Pointing records
>> START

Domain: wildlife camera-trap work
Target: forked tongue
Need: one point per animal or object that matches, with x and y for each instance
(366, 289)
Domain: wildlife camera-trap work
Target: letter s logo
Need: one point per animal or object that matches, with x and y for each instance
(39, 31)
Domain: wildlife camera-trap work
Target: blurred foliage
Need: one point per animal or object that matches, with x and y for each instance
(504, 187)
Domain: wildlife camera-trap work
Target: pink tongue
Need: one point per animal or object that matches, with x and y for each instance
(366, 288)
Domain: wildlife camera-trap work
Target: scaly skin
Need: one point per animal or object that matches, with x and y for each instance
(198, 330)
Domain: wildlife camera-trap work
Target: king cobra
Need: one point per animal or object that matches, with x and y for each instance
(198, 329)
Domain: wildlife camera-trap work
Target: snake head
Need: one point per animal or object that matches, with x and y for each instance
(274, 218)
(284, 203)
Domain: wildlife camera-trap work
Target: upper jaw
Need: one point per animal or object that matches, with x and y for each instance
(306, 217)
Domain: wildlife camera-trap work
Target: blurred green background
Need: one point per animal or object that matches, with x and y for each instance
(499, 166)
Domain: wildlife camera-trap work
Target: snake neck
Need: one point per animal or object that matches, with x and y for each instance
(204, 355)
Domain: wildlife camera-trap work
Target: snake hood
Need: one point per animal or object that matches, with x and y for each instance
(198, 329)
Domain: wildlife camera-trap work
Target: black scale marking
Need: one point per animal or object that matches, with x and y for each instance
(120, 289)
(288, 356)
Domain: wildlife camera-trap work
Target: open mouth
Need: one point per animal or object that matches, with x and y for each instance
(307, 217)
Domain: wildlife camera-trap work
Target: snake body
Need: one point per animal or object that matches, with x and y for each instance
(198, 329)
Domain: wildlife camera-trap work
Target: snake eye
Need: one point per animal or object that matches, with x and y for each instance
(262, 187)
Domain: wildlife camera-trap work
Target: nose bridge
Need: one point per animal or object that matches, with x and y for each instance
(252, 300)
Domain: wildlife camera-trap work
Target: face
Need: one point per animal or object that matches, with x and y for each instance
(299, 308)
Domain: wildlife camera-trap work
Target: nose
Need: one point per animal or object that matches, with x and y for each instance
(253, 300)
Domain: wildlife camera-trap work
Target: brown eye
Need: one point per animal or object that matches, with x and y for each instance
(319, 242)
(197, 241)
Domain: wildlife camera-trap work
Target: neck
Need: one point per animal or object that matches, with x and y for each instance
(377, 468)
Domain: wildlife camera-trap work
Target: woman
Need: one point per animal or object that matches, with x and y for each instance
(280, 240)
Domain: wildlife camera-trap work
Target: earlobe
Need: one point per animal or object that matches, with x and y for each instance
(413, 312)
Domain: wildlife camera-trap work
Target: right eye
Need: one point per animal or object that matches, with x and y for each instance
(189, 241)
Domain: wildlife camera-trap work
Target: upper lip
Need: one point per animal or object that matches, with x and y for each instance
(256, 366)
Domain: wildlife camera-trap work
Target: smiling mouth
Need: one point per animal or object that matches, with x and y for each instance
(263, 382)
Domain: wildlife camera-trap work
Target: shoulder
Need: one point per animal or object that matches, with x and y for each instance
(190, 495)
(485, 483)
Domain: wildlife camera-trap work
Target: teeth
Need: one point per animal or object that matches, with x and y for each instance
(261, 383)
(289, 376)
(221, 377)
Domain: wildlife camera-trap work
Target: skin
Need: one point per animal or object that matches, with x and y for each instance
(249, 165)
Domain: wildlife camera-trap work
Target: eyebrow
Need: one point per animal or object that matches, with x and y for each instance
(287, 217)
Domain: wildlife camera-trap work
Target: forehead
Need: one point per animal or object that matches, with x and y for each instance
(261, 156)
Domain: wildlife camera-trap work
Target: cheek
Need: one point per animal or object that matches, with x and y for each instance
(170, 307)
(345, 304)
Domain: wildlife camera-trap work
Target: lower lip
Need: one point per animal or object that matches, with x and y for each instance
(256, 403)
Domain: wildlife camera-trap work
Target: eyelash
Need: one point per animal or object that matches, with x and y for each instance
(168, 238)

>> END

→ **What to work on**: Find every line in the data above that contains the word "tongue" and copy each of those lines in full.

→ **Written response**:
Target: forked tongue
Target: pink tongue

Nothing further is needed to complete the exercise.